[Pointing records]
--- START ---
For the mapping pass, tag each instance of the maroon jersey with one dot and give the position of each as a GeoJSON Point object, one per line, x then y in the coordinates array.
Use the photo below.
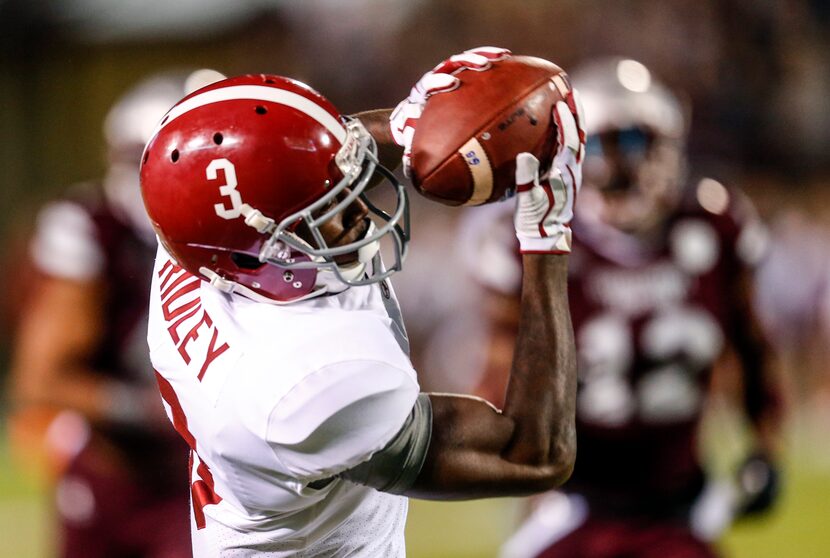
{"type": "Point", "coordinates": [650, 319]}
{"type": "Point", "coordinates": [85, 238]}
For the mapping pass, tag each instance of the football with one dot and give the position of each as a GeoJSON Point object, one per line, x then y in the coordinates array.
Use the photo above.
{"type": "Point", "coordinates": [467, 139]}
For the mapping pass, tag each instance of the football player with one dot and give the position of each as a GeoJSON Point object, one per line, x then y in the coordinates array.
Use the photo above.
{"type": "Point", "coordinates": [659, 287]}
{"type": "Point", "coordinates": [278, 342]}
{"type": "Point", "coordinates": [82, 352]}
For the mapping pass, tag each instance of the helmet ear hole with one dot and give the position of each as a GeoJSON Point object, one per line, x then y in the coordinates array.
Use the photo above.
{"type": "Point", "coordinates": [245, 261]}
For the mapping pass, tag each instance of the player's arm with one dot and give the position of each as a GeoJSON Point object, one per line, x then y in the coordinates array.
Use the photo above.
{"type": "Point", "coordinates": [475, 450]}
{"type": "Point", "coordinates": [478, 451]}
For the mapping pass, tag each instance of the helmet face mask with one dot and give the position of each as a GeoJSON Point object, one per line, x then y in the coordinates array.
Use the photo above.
{"type": "Point", "coordinates": [258, 184]}
{"type": "Point", "coordinates": [358, 160]}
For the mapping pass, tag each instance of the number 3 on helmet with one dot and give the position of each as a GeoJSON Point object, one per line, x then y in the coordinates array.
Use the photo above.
{"type": "Point", "coordinates": [233, 169]}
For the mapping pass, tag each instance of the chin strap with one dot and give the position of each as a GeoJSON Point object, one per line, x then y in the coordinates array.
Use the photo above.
{"type": "Point", "coordinates": [336, 281]}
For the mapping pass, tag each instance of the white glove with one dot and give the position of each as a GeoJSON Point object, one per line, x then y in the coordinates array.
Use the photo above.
{"type": "Point", "coordinates": [438, 80]}
{"type": "Point", "coordinates": [544, 208]}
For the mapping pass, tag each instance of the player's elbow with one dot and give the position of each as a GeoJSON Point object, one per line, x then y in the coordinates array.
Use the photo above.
{"type": "Point", "coordinates": [564, 459]}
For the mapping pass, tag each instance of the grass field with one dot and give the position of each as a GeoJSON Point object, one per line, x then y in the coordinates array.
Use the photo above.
{"type": "Point", "coordinates": [799, 528]}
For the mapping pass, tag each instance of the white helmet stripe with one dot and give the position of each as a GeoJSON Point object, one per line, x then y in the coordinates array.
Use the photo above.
{"type": "Point", "coordinates": [258, 93]}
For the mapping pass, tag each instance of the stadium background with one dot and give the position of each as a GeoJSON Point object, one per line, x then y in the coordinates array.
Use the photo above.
{"type": "Point", "coordinates": [757, 74]}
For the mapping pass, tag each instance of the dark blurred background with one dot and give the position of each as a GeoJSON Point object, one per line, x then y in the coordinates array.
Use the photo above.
{"type": "Point", "coordinates": [756, 74]}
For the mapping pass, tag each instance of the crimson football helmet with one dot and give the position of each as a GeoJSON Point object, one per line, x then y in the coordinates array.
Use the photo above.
{"type": "Point", "coordinates": [635, 163]}
{"type": "Point", "coordinates": [237, 169]}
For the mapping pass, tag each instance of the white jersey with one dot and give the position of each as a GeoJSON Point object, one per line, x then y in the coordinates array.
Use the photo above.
{"type": "Point", "coordinates": [272, 398]}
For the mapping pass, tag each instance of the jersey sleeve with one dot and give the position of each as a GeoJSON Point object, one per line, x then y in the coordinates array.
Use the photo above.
{"type": "Point", "coordinates": [339, 416]}
{"type": "Point", "coordinates": [65, 244]}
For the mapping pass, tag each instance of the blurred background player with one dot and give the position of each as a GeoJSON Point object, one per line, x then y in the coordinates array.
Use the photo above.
{"type": "Point", "coordinates": [660, 286]}
{"type": "Point", "coordinates": [81, 353]}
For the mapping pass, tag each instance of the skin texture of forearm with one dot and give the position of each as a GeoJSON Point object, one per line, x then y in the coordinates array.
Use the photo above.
{"type": "Point", "coordinates": [478, 451]}
{"type": "Point", "coordinates": [541, 392]}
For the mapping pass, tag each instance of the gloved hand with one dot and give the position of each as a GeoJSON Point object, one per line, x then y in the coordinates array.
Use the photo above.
{"type": "Point", "coordinates": [544, 207]}
{"type": "Point", "coordinates": [759, 483]}
{"type": "Point", "coordinates": [440, 79]}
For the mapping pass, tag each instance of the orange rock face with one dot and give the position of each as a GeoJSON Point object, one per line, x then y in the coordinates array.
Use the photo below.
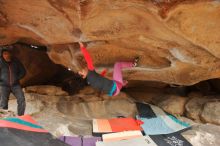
{"type": "Point", "coordinates": [177, 41]}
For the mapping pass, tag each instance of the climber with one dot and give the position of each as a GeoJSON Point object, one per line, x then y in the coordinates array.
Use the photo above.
{"type": "Point", "coordinates": [11, 71]}
{"type": "Point", "coordinates": [111, 87]}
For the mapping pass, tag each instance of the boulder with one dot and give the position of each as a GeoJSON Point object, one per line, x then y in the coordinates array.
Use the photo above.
{"type": "Point", "coordinates": [211, 112]}
{"type": "Point", "coordinates": [176, 42]}
{"type": "Point", "coordinates": [46, 90]}
{"type": "Point", "coordinates": [173, 104]}
{"type": "Point", "coordinates": [203, 135]}
{"type": "Point", "coordinates": [195, 105]}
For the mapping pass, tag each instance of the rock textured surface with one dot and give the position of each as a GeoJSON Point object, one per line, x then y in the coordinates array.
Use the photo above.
{"type": "Point", "coordinates": [177, 41]}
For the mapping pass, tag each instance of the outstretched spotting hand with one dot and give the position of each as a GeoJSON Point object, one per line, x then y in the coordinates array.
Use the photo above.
{"type": "Point", "coordinates": [81, 44]}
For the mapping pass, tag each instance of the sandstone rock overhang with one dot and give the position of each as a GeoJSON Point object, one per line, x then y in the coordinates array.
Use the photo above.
{"type": "Point", "coordinates": [177, 41]}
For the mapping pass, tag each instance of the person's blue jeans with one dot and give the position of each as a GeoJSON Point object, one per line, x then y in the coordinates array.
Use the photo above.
{"type": "Point", "coordinates": [18, 93]}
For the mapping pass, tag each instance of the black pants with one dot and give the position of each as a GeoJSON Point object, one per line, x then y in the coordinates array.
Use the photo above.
{"type": "Point", "coordinates": [18, 93]}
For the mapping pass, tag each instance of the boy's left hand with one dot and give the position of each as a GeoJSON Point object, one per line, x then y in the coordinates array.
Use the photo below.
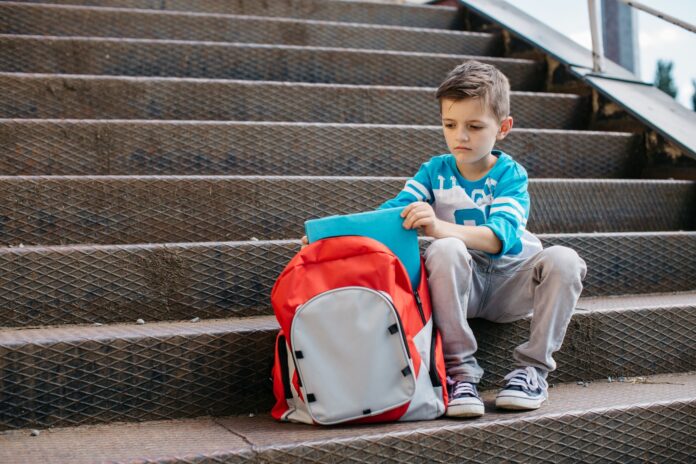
{"type": "Point", "coordinates": [421, 214]}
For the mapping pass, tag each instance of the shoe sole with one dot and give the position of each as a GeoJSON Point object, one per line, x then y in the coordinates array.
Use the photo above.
{"type": "Point", "coordinates": [465, 410]}
{"type": "Point", "coordinates": [518, 404]}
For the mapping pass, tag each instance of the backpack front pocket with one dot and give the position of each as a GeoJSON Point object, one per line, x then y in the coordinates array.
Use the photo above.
{"type": "Point", "coordinates": [351, 355]}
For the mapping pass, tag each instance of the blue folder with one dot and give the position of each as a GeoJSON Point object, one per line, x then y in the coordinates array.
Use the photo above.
{"type": "Point", "coordinates": [384, 225]}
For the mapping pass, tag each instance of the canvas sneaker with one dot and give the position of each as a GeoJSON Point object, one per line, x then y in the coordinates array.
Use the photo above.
{"type": "Point", "coordinates": [525, 389]}
{"type": "Point", "coordinates": [464, 400]}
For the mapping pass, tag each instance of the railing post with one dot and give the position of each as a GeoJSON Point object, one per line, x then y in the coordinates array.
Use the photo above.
{"type": "Point", "coordinates": [597, 45]}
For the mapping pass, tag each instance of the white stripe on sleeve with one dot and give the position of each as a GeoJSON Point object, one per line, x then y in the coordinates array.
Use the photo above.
{"type": "Point", "coordinates": [508, 209]}
{"type": "Point", "coordinates": [512, 201]}
{"type": "Point", "coordinates": [420, 187]}
{"type": "Point", "coordinates": [413, 192]}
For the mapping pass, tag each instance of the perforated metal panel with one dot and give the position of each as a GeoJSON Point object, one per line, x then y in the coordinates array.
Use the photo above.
{"type": "Point", "coordinates": [96, 22]}
{"type": "Point", "coordinates": [136, 57]}
{"type": "Point", "coordinates": [110, 210]}
{"type": "Point", "coordinates": [257, 148]}
{"type": "Point", "coordinates": [103, 97]}
{"type": "Point", "coordinates": [112, 283]}
{"type": "Point", "coordinates": [65, 376]}
{"type": "Point", "coordinates": [344, 11]}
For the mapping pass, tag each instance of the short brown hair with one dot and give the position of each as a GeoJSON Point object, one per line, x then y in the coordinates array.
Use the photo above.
{"type": "Point", "coordinates": [473, 79]}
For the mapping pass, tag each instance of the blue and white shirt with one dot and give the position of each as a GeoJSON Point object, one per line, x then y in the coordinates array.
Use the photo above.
{"type": "Point", "coordinates": [499, 200]}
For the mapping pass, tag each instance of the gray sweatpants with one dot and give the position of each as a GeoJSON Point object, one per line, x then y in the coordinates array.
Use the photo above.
{"type": "Point", "coordinates": [467, 283]}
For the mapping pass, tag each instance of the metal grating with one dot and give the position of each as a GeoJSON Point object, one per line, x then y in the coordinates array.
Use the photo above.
{"type": "Point", "coordinates": [258, 148]}
{"type": "Point", "coordinates": [345, 11]}
{"type": "Point", "coordinates": [99, 22]}
{"type": "Point", "coordinates": [129, 209]}
{"type": "Point", "coordinates": [111, 283]}
{"type": "Point", "coordinates": [70, 376]}
{"type": "Point", "coordinates": [47, 96]}
{"type": "Point", "coordinates": [139, 57]}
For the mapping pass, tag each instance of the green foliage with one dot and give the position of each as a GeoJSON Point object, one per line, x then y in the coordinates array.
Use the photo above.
{"type": "Point", "coordinates": [663, 78]}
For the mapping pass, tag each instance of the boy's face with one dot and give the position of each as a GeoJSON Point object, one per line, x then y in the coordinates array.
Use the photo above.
--- END ---
**What to do**
The required output is the exact sequence of lines from the one containing "For the mapping pass, tag each instance of the short" through the end of the listing, both endpoints included.

**Solution**
For the mapping pass, tag each instance of the short brown hair with one dot and give the position of each as a GeoJSON Point object, one per line, x then y in the coordinates array.
Use the photo above.
{"type": "Point", "coordinates": [473, 79]}
For the mapping pass, tag each instance of the blue and white shirt with one dot and give the position of each as a GeoJSON Point object, one per line, x then y in the coordinates array.
Use the photo above.
{"type": "Point", "coordinates": [499, 200]}
For the mapping pass, tag each instance of the gray sweatpants with one dot and give the position of each as a GeoJSON Point object, one per line, x then y in the coordinates array.
Use the photo above.
{"type": "Point", "coordinates": [467, 283]}
For the mapping pass, tag each instance of the metal grating with one dot and give the position of each as a GeoJSON Point object, one per line, x then y in the coordinates array.
Use the photo above.
{"type": "Point", "coordinates": [258, 148]}
{"type": "Point", "coordinates": [345, 11]}
{"type": "Point", "coordinates": [99, 22]}
{"type": "Point", "coordinates": [129, 209]}
{"type": "Point", "coordinates": [111, 283]}
{"type": "Point", "coordinates": [70, 376]}
{"type": "Point", "coordinates": [47, 96]}
{"type": "Point", "coordinates": [139, 57]}
For the mapping pass, tag each instance of the green foliage with one dot and give the position of each as a GeoJSON Point object, one per line, x then y in the coordinates array.
Use the photo above.
{"type": "Point", "coordinates": [663, 78]}
For the mapping pass, tag each instance of the boy's face with one dot and give the position of each as a GeoJSON Point object, one per line, x then y in the coordinates array.
Use the photo above.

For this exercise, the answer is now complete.